[Point localization data]
----
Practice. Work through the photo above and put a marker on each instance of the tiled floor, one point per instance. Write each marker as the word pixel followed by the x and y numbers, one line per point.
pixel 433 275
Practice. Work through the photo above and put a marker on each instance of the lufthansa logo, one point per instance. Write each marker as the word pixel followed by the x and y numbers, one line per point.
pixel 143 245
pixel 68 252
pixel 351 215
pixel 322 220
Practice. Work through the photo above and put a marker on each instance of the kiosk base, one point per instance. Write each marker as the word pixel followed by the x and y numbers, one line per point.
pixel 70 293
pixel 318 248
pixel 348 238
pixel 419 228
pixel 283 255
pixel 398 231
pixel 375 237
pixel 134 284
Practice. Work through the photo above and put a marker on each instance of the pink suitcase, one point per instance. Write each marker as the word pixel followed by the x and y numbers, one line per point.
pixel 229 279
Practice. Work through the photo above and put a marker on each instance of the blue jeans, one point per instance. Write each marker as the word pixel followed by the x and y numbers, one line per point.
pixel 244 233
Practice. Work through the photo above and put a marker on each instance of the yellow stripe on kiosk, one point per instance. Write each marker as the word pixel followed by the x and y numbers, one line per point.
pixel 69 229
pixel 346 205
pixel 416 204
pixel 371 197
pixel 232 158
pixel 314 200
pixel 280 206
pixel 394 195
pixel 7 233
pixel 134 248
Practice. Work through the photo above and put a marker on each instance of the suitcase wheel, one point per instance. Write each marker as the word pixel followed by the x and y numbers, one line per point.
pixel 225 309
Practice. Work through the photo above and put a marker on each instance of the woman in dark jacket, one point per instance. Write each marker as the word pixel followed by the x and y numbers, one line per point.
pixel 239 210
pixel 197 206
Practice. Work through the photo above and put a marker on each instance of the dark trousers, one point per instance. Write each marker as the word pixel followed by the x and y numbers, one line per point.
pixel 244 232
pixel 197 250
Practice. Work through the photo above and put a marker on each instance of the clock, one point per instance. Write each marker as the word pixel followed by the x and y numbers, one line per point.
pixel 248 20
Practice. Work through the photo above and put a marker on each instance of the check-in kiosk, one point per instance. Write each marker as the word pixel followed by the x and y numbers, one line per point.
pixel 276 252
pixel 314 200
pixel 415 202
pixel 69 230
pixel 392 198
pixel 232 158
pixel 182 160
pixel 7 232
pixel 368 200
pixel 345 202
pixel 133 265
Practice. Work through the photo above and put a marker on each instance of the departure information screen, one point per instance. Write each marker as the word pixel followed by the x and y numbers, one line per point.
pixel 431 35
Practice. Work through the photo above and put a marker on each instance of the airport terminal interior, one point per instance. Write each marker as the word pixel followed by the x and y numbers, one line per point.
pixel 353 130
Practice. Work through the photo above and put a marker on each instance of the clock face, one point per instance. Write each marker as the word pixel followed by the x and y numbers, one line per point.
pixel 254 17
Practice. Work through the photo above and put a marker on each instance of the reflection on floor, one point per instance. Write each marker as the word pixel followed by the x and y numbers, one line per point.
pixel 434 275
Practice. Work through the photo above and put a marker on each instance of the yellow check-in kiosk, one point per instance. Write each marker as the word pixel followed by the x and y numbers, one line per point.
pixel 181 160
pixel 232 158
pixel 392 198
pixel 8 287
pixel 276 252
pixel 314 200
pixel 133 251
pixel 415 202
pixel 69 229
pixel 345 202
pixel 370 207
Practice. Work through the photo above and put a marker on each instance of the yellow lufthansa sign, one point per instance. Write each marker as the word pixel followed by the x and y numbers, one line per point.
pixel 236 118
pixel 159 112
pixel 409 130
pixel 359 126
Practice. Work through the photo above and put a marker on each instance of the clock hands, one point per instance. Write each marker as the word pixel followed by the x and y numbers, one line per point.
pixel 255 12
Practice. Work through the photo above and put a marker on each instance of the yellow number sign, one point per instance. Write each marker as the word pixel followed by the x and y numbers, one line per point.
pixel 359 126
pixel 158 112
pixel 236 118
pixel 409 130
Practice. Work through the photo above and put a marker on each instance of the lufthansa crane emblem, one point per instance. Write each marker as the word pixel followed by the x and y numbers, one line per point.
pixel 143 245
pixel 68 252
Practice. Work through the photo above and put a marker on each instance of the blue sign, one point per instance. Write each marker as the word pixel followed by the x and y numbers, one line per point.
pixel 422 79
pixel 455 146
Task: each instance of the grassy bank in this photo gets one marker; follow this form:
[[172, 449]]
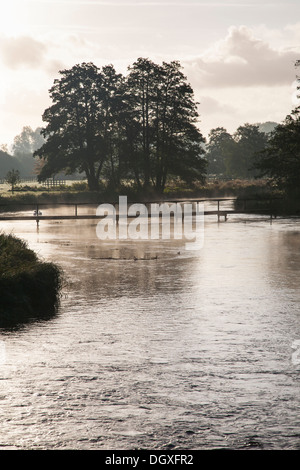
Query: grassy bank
[[79, 193], [29, 288]]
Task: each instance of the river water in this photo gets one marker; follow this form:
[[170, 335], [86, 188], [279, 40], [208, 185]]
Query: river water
[[157, 347]]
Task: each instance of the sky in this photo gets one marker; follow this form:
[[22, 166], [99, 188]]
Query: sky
[[238, 56]]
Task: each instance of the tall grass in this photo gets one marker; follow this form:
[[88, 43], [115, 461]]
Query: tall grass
[[29, 288]]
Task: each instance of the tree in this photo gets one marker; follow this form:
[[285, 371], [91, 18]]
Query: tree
[[78, 131], [143, 127], [13, 178], [163, 133], [280, 160], [218, 150], [24, 146], [250, 141]]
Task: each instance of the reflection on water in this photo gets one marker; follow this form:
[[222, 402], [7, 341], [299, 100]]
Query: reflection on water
[[157, 347]]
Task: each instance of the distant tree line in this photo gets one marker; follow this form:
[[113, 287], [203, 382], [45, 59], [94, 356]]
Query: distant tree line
[[234, 155], [111, 127]]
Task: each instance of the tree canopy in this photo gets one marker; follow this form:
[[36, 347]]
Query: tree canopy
[[141, 127], [280, 160], [234, 155]]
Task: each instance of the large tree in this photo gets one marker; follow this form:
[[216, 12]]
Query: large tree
[[142, 127], [219, 150], [79, 122], [165, 139], [280, 160]]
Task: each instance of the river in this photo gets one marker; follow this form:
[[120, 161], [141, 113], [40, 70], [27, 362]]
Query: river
[[157, 347]]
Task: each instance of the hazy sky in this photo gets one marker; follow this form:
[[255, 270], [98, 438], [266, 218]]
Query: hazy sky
[[239, 56]]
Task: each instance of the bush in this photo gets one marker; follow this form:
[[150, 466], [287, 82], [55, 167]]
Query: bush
[[30, 288]]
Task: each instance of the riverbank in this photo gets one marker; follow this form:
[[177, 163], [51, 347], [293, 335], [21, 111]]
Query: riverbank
[[29, 287], [79, 193]]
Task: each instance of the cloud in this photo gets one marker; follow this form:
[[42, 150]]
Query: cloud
[[242, 60], [22, 51]]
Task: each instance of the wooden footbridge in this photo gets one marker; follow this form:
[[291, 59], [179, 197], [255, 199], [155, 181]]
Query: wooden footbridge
[[221, 208]]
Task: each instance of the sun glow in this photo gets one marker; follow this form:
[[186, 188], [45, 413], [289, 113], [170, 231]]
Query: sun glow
[[13, 18]]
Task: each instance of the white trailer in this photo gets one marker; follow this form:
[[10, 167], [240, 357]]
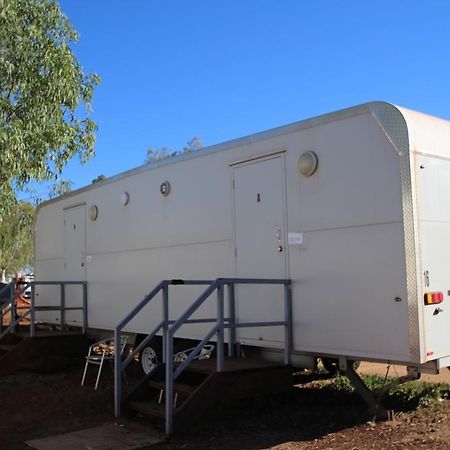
----
## Work to complete
The records above need retyping in full. Omit the pictures, and change nothing else.

## Exercise output
Practice. Work through the photo above and put a marker on each instance of the tiled floor, one point per instance. Write each marker as the word pixel followed by the x and y numbers, one line per point.
pixel 433 275
Practice. Work through the photo above and put a marker on each instance of the lufthansa logo, one point per instance. Write each marker as the word pixel followed by the x and y numbers, one line per point.
pixel 143 245
pixel 68 252
pixel 351 215
pixel 322 220
Practice. Work through the photo above and put a marker on each instance of the kiosk base, one point per instance. Write each marker as the word pixel followed by the x and y numbers, one line per point.
pixel 70 293
pixel 318 248
pixel 348 238
pixel 419 228
pixel 283 255
pixel 398 231
pixel 375 237
pixel 134 284
Practice. Work through the photo above and put a marker on each instance of the pink suitcase, one point per instance. Write each marker as the word pixel followed by the x and y numbers, one line per point.
pixel 229 279
Practice. Work through the photo above and put a marker on each instance of the blue jeans, one point per instance. Write each marker as the word pixel followed by the x and y numbers, one line per point.
pixel 244 233
Practice. Work through the photo above and put a marker on each instance of the yellow stripe on kiosk, one point per instance. Write each marker as the word pixel followed by the x and y numbers, one line per point.
pixel 69 229
pixel 346 205
pixel 416 204
pixel 371 197
pixel 232 158
pixel 314 200
pixel 280 206
pixel 394 195
pixel 7 233
pixel 134 248
Practice. Work through the photo above and put a marker on each instance of the suitcase wheel, one point per instance. Write each marker as the word pixel followed by the x and y numbers, one line per point.
pixel 225 309
Practice. Work through the photo above and put a marker on each instance of the woman in dark jacket, one point per instance. Write each marker as the word pixel followed by the x and y numbers, one line per point.
pixel 239 210
pixel 197 206
Practice. Work through the photo above and put a marker on each instance of the dark trousers, one point per instance. Write each marker as the word pixel followed by the x and y numbers, one line per point.
pixel 244 232
pixel 197 250
Practice. Work through the photo above and put a marker on each instance of the clock, one point per instance. Write each marker as the word pixel followed by the x and y numbers, one line per point.
pixel 248 20
Practice. Work through the photo above and put a marker on each instance of the check-in kiosk, one point per instance. Write each marker as the word pixel followed by the x and y numbers, one line per point.
pixel 276 252
pixel 314 200
pixel 415 202
pixel 69 230
pixel 392 198
pixel 232 158
pixel 182 160
pixel 7 232
pixel 368 200
pixel 345 202
pixel 133 265
Practice. Work through the photo above and put a marker on each instance of the departure information screen, one point per instance. Write each marker as the word pixel followed by the x and y numbers, one line per point.
pixel 431 35
Practice. Work through the photo above and put a marker on each instance of the airport terminal interior, one point per instance. Write each marker as the word pixel followed by the x and y numbers, one line per point.
pixel 353 130
Practice. Work through the photo above and put a marker on each instance of the clock face, one point per instance. Write each marker as the word pixel followed by the x and y numbers, one line per point.
pixel 254 17
Practice. Work through the photo above and put a marker on each instance of the reflection on floor, one point per instance. Write each marker as the word pixel followed by the x and y numbers, one line per point.
pixel 434 275
Practice. Work through the photo above and put a marker on each instance of the yellow check-in kiosk, one point per instance. Write each marker as the word pixel followed by the x and y numbers, one line per point.
pixel 181 160
pixel 232 158
pixel 392 198
pixel 8 287
pixel 276 252
pixel 314 200
pixel 133 251
pixel 415 202
pixel 69 229
pixel 345 202
pixel 370 207
Practice. Work through the photo above and put a marker on each instance of the yellow lufthansa sign, one point per instance. Write each marker as the word pixel followed by the x and y numbers, one line per point.
pixel 236 118
pixel 159 112
pixel 409 130
pixel 359 126
Practice. Work through the photo above and put a marker on each instance of the clock hands, one point per instance. Write each marker as the word pixel followed by the x and y numbers, one line per point.
pixel 255 12
Practice. Work through the photo above and put a marker on each instance of the yellow number sign, one point per instance. Write each marker as the word pixel followed by the x and y numbers, one line per point.
pixel 359 126
pixel 158 112
pixel 236 118
pixel 409 130
Practice. Work through the photo above and put a marker on each instance of the lufthansa crane emblem, one point per instance. Write each marker as the word pixel followed by the x and y numbers, one line per point.
pixel 143 245
pixel 68 252
Practice. Work through the photo above and put a marker on each instance of the blue sign, one point per instance. Write each marker as the word pixel followed by the x and y numbers, one line per point.
pixel 422 79
pixel 455 146
Task: each instance of the grassy bank in this photo gets one marker; follow this form:
[[172, 449]]
Query: grassy bank
[[79, 193], [29, 288]]
Task: each instance of the river water in this photo gets one marker; follow this form:
[[170, 335], [86, 188], [279, 40], [208, 185]]
Query: river water
[[157, 347]]
Task: each instance of the sky in this photo gets one marker; follow this form:
[[22, 166], [99, 188]]
Query: sky
[[238, 56]]
Task: each instance of the tall grass in this photo gets one marker; follow this form:
[[88, 43], [115, 461]]
Query: tall grass
[[29, 288]]
Task: each instance of the tree in this photo gets one marker; follow this form:
[[285, 371], [91, 18]]
Query: tree
[[78, 131], [143, 127], [13, 178], [163, 133], [280, 160], [218, 150], [24, 146], [250, 141]]
Task: each instance of the reflection on water in this photo gets one marker; follow this form:
[[222, 402], [7, 341], [299, 100]]
Query: reflection on water
[[157, 347]]
Task: each instance of the distant tree line in this photo gets one marker; follow this form:
[[113, 287], [203, 382], [45, 59], [94, 356]]
Query: distant tree line
[[234, 155], [111, 127]]
Task: each instance of the tree canopy in this photo gets one marker; follow this form:
[[36, 347]]
Query: tree canopy
[[141, 127], [280, 160], [234, 155]]
Task: each instance of the large tree in this photo gets one marker; follow this form:
[[216, 12]]
Query: large tree
[[142, 127], [219, 150], [79, 122], [165, 139], [280, 160]]
Task: each instance of the river in this photo gets one marker; follow this form:
[[120, 161], [141, 113], [40, 70], [27, 362]]
Query: river
[[157, 347]]
Task: each instance of the hazy sky in this photo gets one marker; follow this form:
[[255, 270], [98, 438], [266, 218]]
Query: hazy sky
[[239, 56]]
Task: each instance of the bush in this photo gets one marker; follow this form:
[[150, 466], [287, 82], [55, 167]]
Query: bush
[[30, 288]]
Task: each instance of the riverbank in this photo gets one marker; follow this form:
[[177, 163], [51, 347], [293, 335], [21, 111]]
Query: riverbank
[[29, 287], [79, 193]]
Task: each instance of the cloud in this photo gets one marker; follow this form:
[[42, 150]]
Query: cloud
[[242, 60], [22, 51]]
Task: each instance of the wooden footbridge in this photo gets one marker; follow this form:
[[291, 59], [179, 197], [255, 199], [155, 181]]
Query: wooden footbridge
[[221, 208]]
Task: each instance of the sun glow in this photo gets one marker; follow this form:
[[186, 188], [45, 413], [289, 113], [170, 231]]
Query: sun glow
[[13, 18]]
Task: each instance of the white trailer in this photo gets one marker; follow this form:
[[10, 167], [240, 357]]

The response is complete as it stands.